Below is a listing; reproduce exactly its lines from the one containing "of the dirt" to its last line, both ends kept, and no other lines.

- Opening Delimiter -

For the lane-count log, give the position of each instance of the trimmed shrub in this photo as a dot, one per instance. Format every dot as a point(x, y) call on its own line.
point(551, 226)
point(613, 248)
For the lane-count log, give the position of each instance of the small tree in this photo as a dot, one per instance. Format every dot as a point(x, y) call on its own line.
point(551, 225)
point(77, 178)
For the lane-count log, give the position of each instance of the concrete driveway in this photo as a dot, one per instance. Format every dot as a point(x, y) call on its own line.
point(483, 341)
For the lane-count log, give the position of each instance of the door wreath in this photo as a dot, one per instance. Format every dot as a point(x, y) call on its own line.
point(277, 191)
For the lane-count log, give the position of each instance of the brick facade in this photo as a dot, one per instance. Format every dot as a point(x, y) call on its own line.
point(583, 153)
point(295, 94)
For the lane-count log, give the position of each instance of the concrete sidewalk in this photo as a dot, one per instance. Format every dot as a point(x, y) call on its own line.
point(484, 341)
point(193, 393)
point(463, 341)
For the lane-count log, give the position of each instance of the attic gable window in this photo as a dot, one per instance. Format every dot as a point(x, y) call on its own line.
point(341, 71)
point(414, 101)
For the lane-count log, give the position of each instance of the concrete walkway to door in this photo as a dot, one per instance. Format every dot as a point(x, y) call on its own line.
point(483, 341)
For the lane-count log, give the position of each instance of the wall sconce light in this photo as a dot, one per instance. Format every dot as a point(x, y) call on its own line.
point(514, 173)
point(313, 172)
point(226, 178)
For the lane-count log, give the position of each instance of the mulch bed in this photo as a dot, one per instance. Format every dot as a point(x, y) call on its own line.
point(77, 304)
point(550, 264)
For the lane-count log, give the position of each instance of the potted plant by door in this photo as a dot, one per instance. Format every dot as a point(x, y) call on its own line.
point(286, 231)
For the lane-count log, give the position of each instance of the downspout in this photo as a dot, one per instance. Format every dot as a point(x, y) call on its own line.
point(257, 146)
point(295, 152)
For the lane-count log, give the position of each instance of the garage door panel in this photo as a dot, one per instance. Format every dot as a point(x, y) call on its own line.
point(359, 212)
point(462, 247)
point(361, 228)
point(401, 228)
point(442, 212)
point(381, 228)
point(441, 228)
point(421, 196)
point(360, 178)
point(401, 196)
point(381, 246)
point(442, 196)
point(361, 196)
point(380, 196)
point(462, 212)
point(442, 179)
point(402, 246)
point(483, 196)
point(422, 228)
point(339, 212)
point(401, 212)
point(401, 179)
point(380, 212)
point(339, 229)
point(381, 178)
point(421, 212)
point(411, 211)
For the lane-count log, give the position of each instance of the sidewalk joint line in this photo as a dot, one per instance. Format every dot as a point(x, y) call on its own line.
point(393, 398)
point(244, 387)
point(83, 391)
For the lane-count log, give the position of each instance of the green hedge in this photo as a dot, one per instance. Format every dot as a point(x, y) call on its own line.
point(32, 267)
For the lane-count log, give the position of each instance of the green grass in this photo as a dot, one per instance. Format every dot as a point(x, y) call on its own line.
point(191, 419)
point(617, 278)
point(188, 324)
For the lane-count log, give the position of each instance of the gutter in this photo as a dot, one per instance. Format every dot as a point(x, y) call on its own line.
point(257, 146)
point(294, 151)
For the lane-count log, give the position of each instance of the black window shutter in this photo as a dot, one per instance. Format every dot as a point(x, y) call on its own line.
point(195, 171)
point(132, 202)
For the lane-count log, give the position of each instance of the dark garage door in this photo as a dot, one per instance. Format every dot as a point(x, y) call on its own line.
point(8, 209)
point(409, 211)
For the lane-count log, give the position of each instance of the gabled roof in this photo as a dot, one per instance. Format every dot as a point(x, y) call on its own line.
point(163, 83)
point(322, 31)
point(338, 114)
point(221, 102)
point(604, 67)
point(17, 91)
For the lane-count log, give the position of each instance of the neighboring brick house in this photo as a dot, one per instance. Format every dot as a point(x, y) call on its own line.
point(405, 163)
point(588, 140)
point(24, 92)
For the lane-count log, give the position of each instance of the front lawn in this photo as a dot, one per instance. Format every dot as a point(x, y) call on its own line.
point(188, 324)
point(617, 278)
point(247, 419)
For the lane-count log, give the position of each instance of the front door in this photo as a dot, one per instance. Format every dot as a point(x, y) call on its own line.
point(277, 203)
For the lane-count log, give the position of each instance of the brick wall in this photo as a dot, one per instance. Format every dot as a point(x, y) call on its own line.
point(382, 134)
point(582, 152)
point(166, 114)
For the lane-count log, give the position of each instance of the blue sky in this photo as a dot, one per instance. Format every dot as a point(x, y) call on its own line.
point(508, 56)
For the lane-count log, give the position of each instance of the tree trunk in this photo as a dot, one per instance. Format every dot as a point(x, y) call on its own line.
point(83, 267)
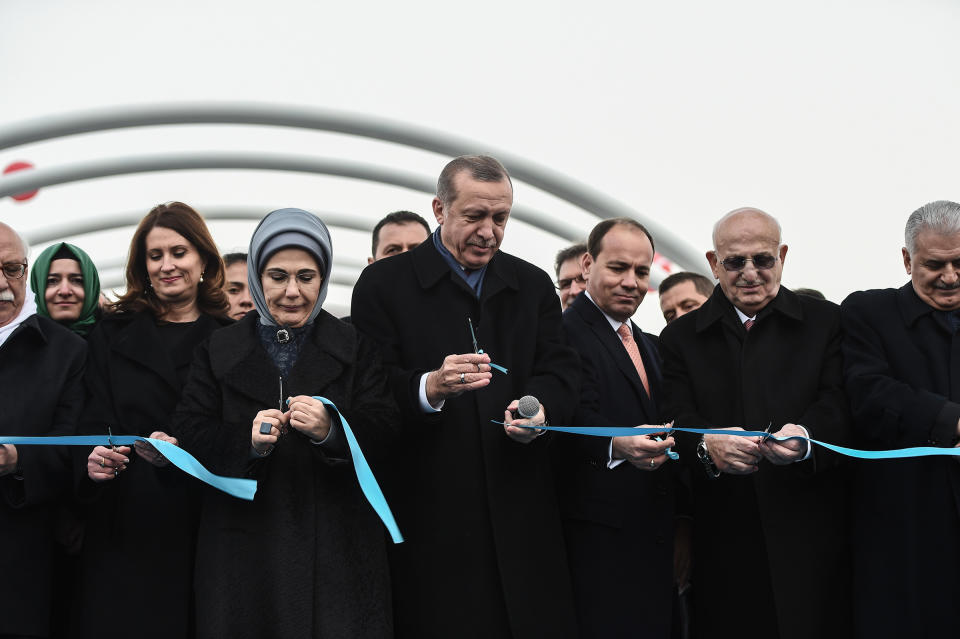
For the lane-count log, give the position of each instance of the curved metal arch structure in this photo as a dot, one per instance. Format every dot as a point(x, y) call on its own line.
point(561, 186)
point(29, 180)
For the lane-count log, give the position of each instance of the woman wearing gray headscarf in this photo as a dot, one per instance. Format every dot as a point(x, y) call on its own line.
point(306, 558)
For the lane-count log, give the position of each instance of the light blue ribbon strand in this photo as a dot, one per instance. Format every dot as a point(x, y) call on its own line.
point(368, 483)
point(626, 431)
point(236, 486)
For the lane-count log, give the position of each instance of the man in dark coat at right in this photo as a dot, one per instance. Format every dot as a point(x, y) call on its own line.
point(769, 555)
point(901, 351)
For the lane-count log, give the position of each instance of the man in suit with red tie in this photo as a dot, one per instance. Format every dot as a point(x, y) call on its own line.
point(616, 494)
point(769, 541)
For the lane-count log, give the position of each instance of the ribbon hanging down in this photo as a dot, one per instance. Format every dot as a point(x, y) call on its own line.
point(235, 486)
point(368, 483)
point(626, 431)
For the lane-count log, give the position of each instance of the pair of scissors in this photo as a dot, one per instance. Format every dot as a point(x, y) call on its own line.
point(669, 452)
point(478, 350)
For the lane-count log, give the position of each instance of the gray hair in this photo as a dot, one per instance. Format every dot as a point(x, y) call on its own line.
point(745, 209)
point(941, 217)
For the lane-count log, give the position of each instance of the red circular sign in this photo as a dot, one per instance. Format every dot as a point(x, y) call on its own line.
point(20, 166)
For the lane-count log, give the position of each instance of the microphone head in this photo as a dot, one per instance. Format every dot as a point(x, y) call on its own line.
point(528, 406)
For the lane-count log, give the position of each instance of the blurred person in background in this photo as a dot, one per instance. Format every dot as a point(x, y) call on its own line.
point(397, 233)
point(683, 292)
point(238, 293)
point(569, 270)
point(141, 514)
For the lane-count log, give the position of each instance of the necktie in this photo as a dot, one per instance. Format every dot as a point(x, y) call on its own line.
point(626, 336)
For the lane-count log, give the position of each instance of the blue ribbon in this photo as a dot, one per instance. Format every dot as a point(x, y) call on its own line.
point(368, 483)
point(236, 486)
point(626, 431)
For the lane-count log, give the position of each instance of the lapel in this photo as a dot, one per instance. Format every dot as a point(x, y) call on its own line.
point(243, 364)
point(612, 343)
point(140, 343)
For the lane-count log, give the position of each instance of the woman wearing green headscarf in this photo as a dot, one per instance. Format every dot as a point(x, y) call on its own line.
point(67, 287)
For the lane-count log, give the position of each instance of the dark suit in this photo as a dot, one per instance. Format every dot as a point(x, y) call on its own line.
point(902, 369)
point(769, 548)
point(143, 523)
point(618, 522)
point(484, 555)
point(41, 374)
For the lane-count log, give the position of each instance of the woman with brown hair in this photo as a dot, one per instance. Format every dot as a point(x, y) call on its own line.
point(142, 513)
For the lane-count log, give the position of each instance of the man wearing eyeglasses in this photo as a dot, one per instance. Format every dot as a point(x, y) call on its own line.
point(569, 269)
point(901, 350)
point(41, 374)
point(769, 540)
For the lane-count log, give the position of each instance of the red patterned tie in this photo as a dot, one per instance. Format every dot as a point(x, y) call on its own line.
point(626, 336)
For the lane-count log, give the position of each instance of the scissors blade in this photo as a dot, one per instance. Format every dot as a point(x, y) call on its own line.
point(473, 336)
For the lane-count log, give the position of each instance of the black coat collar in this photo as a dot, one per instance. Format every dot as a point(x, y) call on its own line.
point(241, 361)
point(431, 268)
point(718, 308)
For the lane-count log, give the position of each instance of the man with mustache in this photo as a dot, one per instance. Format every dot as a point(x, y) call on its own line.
point(484, 553)
point(769, 554)
point(41, 374)
point(901, 352)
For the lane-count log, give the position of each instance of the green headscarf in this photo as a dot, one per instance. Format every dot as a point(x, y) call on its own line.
point(91, 285)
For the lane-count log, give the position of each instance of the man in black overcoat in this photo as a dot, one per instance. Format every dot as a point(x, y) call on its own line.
point(616, 495)
point(769, 536)
point(41, 374)
point(901, 354)
point(484, 554)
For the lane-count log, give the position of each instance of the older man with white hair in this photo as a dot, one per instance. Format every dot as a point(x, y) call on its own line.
point(41, 374)
point(769, 552)
point(902, 368)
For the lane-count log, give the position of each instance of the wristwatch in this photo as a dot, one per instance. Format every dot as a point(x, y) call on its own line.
point(708, 466)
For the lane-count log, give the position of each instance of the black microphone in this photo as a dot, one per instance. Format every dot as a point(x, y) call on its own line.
point(527, 408)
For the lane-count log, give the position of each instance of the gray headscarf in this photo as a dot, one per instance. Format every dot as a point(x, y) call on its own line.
point(288, 228)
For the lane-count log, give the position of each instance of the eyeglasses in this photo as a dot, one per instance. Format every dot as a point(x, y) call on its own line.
point(761, 261)
point(277, 278)
point(14, 270)
point(565, 283)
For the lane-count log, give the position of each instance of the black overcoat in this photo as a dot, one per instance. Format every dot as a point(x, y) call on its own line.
point(41, 374)
point(902, 369)
point(306, 558)
point(484, 554)
point(773, 544)
point(140, 527)
point(618, 522)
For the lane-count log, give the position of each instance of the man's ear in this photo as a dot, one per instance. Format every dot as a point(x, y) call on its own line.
point(714, 262)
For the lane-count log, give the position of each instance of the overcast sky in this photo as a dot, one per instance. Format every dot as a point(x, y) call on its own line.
point(839, 118)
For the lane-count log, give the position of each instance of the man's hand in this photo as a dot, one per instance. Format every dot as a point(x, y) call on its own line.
point(516, 432)
point(457, 374)
point(105, 463)
point(733, 454)
point(642, 451)
point(783, 453)
point(151, 454)
point(310, 416)
point(8, 459)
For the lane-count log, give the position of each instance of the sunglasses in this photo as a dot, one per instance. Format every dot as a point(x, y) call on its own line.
point(761, 261)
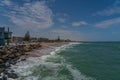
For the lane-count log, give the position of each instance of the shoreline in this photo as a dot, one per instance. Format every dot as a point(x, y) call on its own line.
point(44, 50)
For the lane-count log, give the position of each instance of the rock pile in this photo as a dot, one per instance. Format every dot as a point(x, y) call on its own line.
point(10, 55)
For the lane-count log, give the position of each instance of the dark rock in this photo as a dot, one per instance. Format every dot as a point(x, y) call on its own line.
point(12, 75)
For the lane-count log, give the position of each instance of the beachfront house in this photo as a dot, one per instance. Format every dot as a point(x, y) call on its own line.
point(5, 36)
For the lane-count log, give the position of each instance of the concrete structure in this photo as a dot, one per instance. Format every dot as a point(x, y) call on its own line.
point(5, 36)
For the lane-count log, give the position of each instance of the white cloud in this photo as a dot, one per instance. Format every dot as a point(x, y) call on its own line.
point(108, 23)
point(62, 20)
point(114, 9)
point(80, 23)
point(31, 14)
point(67, 34)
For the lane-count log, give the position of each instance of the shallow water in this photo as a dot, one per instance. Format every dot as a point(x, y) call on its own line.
point(48, 67)
point(75, 61)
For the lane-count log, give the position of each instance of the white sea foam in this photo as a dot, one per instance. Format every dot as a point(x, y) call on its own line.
point(24, 68)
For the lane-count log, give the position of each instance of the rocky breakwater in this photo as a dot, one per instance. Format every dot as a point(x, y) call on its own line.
point(10, 55)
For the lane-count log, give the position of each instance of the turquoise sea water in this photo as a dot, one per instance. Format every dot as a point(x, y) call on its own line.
point(98, 60)
point(76, 61)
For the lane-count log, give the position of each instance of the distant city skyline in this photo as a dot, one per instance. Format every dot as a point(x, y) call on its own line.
point(84, 20)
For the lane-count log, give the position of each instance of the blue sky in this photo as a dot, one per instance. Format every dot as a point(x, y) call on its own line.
point(85, 20)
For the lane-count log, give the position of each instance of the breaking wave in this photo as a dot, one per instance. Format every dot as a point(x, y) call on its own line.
point(48, 67)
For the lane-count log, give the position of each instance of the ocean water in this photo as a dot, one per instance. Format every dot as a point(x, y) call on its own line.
point(75, 61)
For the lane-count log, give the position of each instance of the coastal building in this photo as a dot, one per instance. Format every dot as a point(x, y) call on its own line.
point(5, 36)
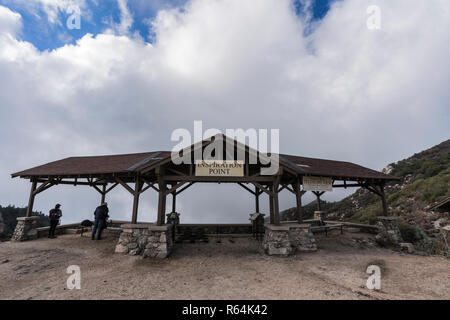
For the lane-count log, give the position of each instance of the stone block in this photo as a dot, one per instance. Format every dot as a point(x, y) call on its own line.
point(121, 249)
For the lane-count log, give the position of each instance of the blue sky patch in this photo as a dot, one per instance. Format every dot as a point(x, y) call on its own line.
point(101, 15)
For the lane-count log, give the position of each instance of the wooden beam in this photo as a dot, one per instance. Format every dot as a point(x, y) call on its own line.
point(247, 188)
point(103, 194)
point(175, 187)
point(174, 201)
point(218, 179)
point(123, 184)
point(256, 193)
point(161, 198)
point(298, 194)
point(276, 205)
point(112, 187)
point(31, 198)
point(184, 188)
point(271, 204)
point(268, 191)
point(318, 194)
point(137, 192)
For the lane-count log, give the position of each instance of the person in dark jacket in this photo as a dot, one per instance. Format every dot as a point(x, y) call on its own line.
point(101, 214)
point(55, 214)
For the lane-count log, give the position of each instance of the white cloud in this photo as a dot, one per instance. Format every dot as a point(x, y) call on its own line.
point(52, 8)
point(342, 92)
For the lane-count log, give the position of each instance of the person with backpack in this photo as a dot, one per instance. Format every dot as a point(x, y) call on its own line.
point(54, 214)
point(100, 214)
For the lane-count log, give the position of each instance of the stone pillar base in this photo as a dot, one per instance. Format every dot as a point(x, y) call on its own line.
point(25, 229)
point(146, 240)
point(388, 232)
point(133, 239)
point(319, 215)
point(286, 239)
point(160, 242)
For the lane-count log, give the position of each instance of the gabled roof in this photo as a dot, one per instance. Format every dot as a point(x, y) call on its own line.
point(126, 163)
point(94, 164)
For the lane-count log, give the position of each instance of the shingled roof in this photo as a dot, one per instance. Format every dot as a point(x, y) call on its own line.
point(94, 164)
point(125, 163)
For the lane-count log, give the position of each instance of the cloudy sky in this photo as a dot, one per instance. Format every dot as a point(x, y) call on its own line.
point(136, 70)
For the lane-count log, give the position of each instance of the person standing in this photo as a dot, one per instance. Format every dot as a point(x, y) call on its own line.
point(55, 214)
point(101, 214)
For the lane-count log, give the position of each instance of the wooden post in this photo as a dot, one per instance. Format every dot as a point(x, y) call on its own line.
point(137, 192)
point(103, 194)
point(161, 198)
point(272, 221)
point(383, 201)
point(31, 199)
point(318, 194)
point(318, 202)
point(276, 205)
point(299, 195)
point(256, 199)
point(174, 201)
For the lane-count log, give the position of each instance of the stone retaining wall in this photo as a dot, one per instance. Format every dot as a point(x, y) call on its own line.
point(147, 240)
point(286, 239)
point(388, 231)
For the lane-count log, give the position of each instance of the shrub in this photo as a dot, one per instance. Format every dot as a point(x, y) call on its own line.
point(410, 233)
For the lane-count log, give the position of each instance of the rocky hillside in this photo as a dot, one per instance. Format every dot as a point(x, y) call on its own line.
point(425, 182)
point(8, 220)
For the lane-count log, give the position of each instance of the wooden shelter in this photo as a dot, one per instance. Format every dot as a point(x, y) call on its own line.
point(142, 171)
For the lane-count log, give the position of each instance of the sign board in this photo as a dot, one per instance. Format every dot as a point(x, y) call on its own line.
point(219, 168)
point(317, 184)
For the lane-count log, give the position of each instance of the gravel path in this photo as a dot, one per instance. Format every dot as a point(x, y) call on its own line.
point(231, 269)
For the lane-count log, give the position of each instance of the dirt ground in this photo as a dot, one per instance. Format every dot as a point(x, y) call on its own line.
point(231, 269)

- Closing Delimiter -

## TASK OUTPUT
For the lane-count log, give the position of each instance of the dirt ground in this photo as a dot, one per instance. Format every dot as a point(x, y) call on its own line.
point(231, 269)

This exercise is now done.